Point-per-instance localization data
* * * * * * *

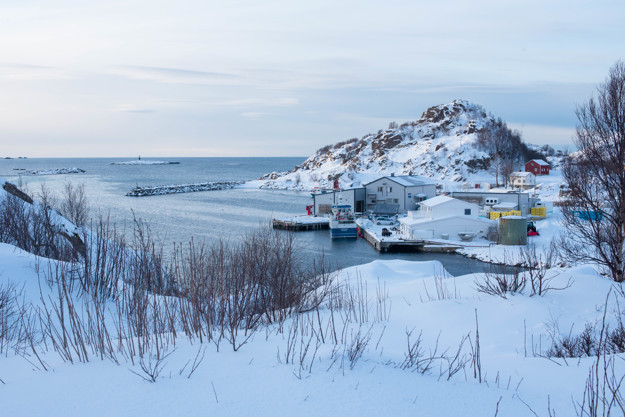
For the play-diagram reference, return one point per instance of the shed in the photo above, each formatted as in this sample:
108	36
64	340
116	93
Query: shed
523	180
537	167
405	190
444	206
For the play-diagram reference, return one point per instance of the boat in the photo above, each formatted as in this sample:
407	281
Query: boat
342	222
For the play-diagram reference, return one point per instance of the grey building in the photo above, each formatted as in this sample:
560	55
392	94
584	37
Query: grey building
523	201
324	200
401	192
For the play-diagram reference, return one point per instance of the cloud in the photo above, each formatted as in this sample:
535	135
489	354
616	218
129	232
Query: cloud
131	108
266	102
27	72
255	115
174	75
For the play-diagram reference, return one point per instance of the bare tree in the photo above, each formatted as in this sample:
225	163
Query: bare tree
74	205
595	215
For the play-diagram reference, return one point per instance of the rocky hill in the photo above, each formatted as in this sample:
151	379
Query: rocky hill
448	143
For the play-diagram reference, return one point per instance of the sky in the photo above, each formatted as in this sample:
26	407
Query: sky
283	78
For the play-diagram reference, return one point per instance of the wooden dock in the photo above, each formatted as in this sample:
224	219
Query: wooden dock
382	245
301	223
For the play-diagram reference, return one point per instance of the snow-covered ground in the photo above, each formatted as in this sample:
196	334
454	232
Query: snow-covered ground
395	298
403	342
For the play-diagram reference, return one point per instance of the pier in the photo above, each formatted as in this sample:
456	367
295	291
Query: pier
301	223
382	244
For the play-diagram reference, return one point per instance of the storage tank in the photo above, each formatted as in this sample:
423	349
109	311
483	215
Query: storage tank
512	230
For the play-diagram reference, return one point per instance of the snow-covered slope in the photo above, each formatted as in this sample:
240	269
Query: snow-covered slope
440	145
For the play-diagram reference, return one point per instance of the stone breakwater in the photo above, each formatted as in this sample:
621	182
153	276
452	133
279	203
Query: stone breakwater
56	171
182	188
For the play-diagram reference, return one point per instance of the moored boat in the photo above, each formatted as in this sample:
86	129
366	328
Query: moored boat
342	222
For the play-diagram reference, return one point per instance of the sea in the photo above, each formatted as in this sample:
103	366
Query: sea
209	215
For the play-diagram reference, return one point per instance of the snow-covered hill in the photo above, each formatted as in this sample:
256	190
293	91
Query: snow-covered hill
442	145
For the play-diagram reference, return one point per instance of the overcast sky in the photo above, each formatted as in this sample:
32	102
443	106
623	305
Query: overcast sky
283	78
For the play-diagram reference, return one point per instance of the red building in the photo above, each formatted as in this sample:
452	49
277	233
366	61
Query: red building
537	167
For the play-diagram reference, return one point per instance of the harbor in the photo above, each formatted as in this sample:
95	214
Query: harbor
301	223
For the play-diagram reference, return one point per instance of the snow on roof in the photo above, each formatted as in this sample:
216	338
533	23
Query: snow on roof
406	180
435	201
505	205
421	221
539	161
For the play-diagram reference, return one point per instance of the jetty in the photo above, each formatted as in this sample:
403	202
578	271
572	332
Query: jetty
392	243
182	188
301	223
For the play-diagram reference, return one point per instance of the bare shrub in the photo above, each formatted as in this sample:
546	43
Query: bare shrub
538	265
34	226
501	281
9	315
74	204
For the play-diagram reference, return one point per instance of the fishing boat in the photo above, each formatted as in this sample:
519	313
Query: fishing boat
342	222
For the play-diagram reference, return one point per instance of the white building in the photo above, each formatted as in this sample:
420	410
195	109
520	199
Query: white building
447	218
523	180
405	192
323	200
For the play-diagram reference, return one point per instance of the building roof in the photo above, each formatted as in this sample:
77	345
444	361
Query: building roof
406	180
505	206
422	221
437	201
521	174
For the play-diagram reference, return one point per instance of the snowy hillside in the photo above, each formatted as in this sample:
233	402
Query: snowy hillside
441	145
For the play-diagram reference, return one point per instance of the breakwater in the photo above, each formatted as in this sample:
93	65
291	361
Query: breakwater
182	188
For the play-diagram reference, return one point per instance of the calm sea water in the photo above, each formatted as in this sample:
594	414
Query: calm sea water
209	215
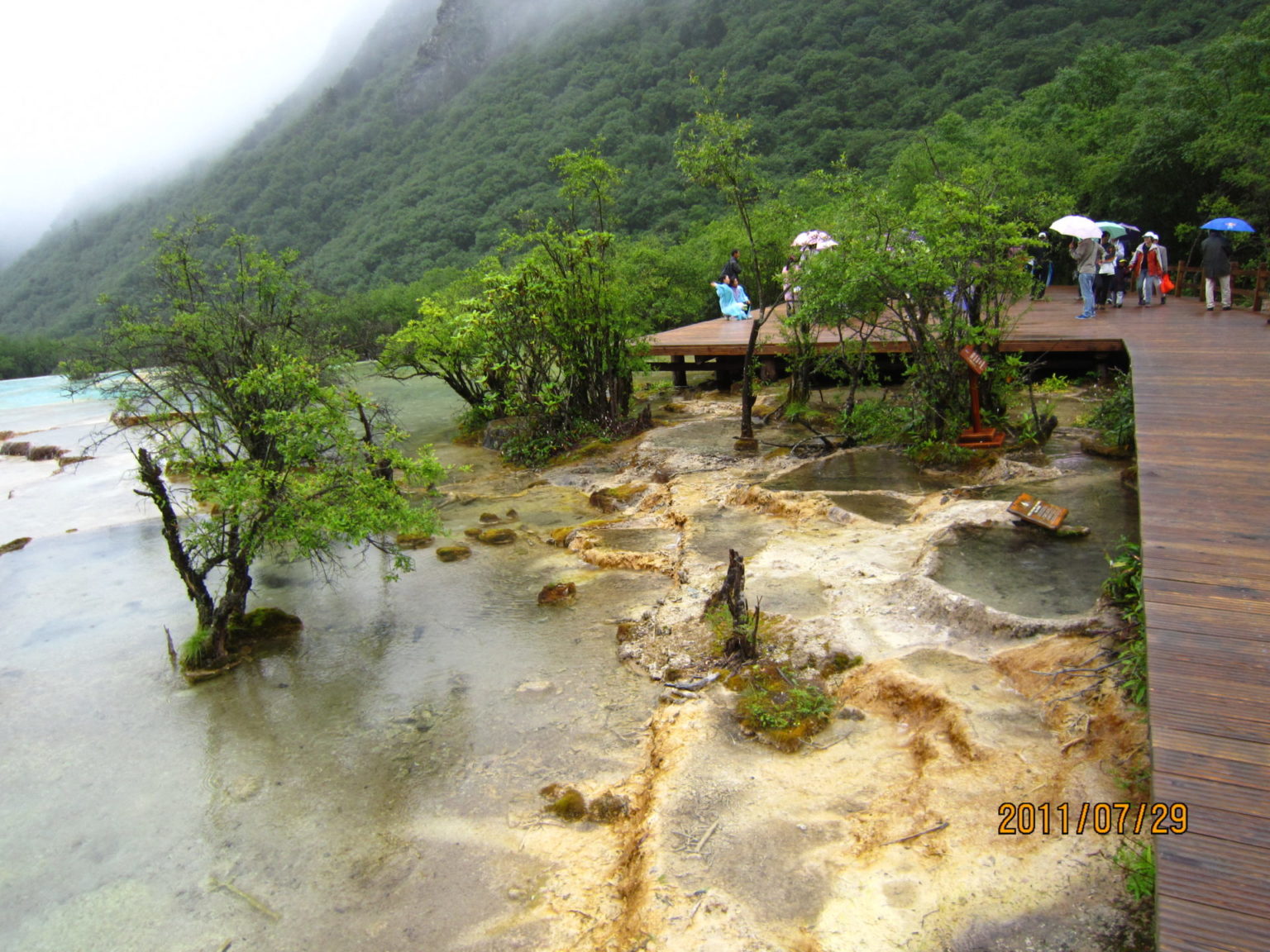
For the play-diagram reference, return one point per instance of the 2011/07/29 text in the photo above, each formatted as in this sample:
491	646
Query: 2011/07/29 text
1025	819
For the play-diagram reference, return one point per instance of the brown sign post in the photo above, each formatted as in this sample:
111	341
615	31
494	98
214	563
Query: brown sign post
978	437
1037	511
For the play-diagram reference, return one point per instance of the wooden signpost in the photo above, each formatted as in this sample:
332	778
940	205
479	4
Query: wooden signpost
978	437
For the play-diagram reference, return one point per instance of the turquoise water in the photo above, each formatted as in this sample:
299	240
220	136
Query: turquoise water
366	783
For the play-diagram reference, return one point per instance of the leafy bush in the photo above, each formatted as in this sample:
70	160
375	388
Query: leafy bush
1124	591
1139	861
1114	418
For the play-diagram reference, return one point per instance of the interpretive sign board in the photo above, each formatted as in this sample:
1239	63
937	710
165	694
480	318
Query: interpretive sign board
1037	511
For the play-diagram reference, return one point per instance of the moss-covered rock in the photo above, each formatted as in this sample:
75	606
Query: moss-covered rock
414	540
566	802
558	593
614	497
14	545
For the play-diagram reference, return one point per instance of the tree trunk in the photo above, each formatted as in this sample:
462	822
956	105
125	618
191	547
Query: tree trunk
194	580
232	603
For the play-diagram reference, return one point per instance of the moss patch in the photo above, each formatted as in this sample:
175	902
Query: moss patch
780	706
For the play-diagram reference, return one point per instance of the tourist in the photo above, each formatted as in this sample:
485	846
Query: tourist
1040	267
1217	268
1149	264
729	307
1106	272
739	296
1085	253
732	267
791	291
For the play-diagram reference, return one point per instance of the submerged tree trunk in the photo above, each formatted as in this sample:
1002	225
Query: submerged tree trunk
742	645
193	579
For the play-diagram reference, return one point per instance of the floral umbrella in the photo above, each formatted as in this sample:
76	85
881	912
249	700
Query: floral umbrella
813	239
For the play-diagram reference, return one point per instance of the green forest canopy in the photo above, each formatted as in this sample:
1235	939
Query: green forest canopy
1143	111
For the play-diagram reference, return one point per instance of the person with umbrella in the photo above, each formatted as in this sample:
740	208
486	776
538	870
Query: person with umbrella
1215	250
1149	264
1086	255
732	267
1217	258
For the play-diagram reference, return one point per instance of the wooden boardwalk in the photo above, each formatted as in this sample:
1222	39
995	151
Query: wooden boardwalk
1201	397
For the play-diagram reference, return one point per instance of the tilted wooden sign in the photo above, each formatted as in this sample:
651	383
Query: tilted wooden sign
974	358
1037	511
978	437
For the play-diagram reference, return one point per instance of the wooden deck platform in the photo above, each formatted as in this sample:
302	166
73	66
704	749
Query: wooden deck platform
1201	397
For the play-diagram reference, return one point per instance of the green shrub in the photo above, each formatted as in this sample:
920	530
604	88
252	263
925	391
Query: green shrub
1139	861
1114	416
1124	591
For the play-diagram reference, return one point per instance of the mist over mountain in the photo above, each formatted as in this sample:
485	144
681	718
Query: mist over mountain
419	153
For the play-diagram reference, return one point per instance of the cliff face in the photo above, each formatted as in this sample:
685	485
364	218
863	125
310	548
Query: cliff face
457	49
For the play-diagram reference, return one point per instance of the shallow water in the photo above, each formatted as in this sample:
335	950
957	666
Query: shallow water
362	783
855	470
1029	570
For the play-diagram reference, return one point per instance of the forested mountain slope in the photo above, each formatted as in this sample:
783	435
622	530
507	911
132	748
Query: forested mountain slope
441	128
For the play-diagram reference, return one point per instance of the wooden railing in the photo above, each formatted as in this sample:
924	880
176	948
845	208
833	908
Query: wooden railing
1248	281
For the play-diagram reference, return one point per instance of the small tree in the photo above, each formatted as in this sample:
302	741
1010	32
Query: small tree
549	339
246	437
717	151
938	272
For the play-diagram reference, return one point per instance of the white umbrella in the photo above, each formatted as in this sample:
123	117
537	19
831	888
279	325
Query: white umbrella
1077	226
810	239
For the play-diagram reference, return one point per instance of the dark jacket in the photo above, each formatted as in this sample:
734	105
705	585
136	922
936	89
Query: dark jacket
1217	255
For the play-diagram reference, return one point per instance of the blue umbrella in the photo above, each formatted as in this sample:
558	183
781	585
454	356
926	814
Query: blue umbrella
1227	225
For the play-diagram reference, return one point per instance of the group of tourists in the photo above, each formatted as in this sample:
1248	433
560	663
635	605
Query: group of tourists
1105	274
733	300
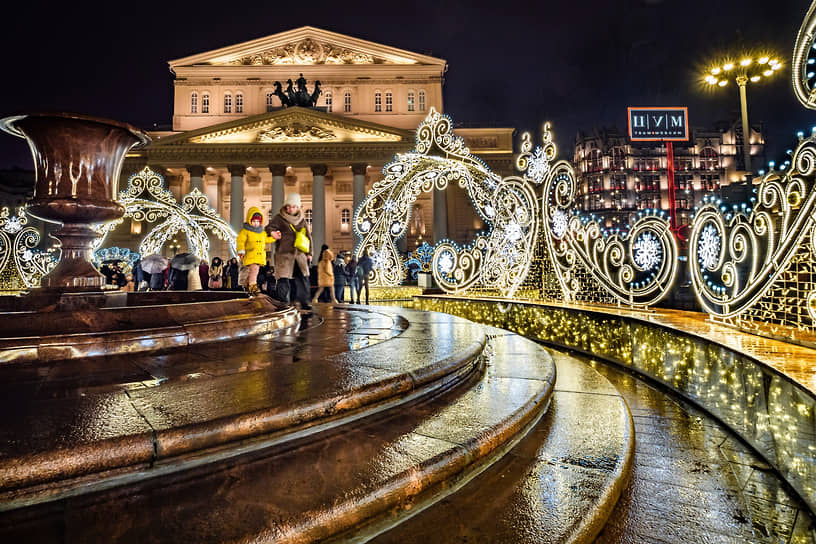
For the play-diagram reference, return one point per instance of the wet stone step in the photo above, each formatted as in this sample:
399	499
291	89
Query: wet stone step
348	483
559	484
114	418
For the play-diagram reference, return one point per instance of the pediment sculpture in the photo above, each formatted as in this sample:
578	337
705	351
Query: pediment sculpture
295	132
299	96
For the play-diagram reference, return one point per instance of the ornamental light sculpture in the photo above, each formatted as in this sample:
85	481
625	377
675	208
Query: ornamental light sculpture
743	69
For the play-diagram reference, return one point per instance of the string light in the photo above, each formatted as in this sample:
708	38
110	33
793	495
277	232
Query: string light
498	259
146	199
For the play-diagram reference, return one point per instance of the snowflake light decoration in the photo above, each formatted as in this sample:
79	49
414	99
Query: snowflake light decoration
560	223
708	248
146	199
647	251
22	262
508	206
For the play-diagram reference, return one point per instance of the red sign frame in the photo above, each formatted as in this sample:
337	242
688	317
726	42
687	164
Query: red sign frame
633	138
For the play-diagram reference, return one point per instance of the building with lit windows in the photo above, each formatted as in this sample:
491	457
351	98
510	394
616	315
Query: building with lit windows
233	139
619	177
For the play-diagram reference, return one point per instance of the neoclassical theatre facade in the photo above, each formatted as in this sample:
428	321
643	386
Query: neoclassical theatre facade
243	140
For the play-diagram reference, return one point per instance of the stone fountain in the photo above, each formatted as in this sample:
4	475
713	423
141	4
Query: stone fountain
78	160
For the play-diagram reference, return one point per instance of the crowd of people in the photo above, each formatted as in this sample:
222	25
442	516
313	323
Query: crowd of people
289	279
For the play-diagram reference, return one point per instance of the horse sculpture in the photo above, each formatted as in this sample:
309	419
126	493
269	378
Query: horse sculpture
300	97
281	95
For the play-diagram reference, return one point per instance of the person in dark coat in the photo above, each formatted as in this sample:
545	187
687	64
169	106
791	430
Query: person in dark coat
364	266
291	263
204	274
339	267
232	271
351	275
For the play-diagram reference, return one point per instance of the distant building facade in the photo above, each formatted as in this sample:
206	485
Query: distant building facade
234	140
618	177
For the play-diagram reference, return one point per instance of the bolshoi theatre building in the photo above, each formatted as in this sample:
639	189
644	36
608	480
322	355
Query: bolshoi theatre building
313	112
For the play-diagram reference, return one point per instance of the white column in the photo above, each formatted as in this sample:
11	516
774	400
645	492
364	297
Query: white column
358	192
318	208
278	175
237	173
196	176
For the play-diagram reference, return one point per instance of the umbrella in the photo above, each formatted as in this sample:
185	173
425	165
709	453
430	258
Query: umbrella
184	261
153	264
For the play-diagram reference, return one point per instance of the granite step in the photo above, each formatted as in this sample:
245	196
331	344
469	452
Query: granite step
347	483
95	423
559	485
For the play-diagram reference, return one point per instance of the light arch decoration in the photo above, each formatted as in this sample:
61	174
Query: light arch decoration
22	262
497	260
804	61
756	262
635	266
146	199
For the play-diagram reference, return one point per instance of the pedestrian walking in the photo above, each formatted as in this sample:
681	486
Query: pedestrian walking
293	252
325	275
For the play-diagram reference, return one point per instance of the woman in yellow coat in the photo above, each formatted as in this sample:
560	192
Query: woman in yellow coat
251	244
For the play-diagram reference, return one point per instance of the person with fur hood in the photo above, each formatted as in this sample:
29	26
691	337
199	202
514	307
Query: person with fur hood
291	264
251	245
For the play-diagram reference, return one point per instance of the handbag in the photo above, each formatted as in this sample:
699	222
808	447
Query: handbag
301	240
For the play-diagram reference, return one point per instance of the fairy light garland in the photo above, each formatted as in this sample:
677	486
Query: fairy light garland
146	199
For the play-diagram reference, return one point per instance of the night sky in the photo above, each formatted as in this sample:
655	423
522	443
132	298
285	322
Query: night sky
577	64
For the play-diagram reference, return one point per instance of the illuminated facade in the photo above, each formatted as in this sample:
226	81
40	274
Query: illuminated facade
232	138
618	178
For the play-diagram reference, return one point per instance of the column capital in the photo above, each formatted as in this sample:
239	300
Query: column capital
236	170
196	170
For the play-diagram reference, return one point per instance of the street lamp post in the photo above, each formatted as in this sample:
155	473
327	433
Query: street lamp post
746	70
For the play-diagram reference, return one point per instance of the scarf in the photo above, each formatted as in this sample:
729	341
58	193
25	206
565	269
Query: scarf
293	219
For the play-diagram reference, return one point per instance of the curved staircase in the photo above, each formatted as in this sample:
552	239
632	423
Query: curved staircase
380	424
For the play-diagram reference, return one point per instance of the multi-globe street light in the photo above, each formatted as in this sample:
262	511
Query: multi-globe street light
746	69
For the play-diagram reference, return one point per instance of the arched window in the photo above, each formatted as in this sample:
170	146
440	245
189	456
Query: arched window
618	158
709	160
594	161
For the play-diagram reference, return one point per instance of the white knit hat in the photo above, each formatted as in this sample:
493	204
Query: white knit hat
292	199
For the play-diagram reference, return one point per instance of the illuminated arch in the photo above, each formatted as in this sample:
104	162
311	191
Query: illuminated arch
497	260
146	199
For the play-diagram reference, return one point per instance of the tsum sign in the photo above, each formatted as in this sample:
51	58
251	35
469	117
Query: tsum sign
658	124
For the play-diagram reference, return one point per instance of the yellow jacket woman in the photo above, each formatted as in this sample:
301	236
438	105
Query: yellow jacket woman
251	244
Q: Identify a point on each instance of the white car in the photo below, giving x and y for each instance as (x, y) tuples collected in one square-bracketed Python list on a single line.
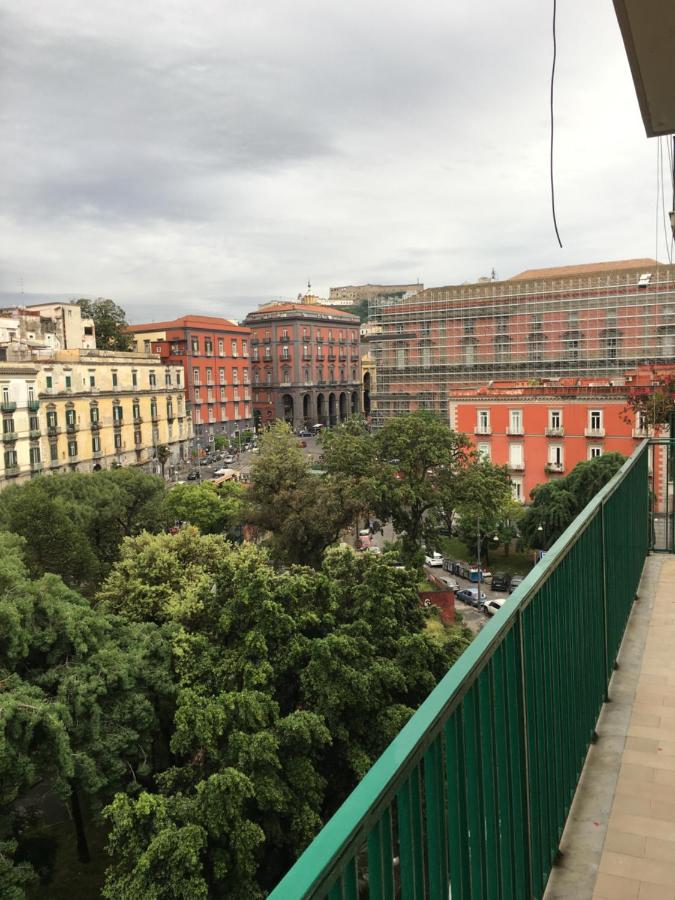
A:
[(434, 559), (493, 606)]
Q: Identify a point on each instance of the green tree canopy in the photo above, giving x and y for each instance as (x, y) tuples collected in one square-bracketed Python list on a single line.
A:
[(556, 503), (109, 321), (75, 523), (289, 685)]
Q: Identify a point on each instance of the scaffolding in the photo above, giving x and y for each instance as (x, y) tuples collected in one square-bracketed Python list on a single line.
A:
[(577, 326)]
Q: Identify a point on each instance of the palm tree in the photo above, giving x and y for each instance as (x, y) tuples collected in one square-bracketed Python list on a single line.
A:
[(163, 454)]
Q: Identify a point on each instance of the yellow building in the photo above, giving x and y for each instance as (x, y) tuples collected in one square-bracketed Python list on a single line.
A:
[(104, 408), (21, 429), (84, 410)]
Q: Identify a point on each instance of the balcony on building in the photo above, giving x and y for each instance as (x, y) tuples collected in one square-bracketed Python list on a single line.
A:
[(473, 795)]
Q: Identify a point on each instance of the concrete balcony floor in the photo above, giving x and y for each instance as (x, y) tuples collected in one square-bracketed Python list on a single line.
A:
[(619, 842)]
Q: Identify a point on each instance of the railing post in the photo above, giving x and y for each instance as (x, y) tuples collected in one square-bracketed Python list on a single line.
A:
[(605, 610), (525, 754)]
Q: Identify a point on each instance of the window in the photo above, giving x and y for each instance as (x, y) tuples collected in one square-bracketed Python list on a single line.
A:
[(515, 421), (516, 456), (555, 454)]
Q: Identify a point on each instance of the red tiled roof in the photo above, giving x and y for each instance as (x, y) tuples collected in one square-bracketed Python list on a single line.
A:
[(308, 307), (586, 269), (215, 322)]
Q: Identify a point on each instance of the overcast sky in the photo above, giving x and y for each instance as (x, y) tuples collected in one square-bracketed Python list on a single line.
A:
[(210, 155)]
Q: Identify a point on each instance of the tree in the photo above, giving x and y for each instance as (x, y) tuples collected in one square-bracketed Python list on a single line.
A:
[(211, 509), (74, 524), (654, 404), (556, 504), (109, 322), (289, 685), (81, 692), (163, 456), (299, 513), (483, 503)]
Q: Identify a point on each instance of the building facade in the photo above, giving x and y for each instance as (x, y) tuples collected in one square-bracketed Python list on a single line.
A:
[(542, 431), (84, 410), (214, 354), (351, 294), (584, 321), (305, 364)]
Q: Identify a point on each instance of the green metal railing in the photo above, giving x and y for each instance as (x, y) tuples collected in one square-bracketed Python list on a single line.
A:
[(471, 798)]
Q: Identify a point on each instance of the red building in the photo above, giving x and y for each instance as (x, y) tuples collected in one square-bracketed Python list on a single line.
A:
[(305, 363), (542, 430), (214, 353)]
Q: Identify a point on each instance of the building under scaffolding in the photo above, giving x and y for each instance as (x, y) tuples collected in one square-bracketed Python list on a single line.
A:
[(599, 319)]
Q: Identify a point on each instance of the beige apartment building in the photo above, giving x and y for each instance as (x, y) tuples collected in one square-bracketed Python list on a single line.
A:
[(83, 409)]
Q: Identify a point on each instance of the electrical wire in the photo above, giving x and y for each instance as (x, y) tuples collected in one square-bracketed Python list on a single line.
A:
[(555, 53)]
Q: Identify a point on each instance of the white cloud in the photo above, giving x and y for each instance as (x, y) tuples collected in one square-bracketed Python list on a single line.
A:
[(211, 156)]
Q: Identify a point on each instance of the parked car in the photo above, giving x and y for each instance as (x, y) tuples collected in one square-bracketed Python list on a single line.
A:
[(433, 559), (472, 597), (493, 606), (515, 581), (501, 581)]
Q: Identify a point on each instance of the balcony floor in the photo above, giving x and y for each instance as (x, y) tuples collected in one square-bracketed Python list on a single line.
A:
[(619, 843)]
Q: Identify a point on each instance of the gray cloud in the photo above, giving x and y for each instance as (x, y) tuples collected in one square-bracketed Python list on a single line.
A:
[(213, 155)]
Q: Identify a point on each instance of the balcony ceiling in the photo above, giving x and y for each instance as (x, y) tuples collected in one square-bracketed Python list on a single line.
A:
[(648, 29)]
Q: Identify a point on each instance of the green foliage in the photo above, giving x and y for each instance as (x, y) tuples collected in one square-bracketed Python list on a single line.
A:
[(75, 523), (83, 694), (109, 321), (209, 508), (289, 685), (298, 513), (557, 503)]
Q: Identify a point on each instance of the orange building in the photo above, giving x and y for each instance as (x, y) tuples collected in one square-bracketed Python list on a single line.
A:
[(305, 363), (214, 353), (541, 430)]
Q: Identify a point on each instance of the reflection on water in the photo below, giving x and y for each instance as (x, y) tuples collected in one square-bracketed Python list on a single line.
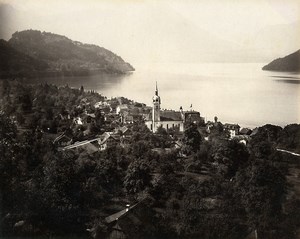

* * * * * * *

WORK REQUEST: Once a line of the records is found to contain "scaffolding", copy it out.

EXPECTED OUTPUT:
Q: Identify a point on each instance of the scaffolding in the photo above, giving x and y for each instance as (x, y) tuples collected in one square-bracketed Python list on a single line.
Q: Identify a point on each instance of the building under scaffolding in the photo above, giving x and y for each instance as (x, y) tuples collected in one square-bracketed Python list on a single line.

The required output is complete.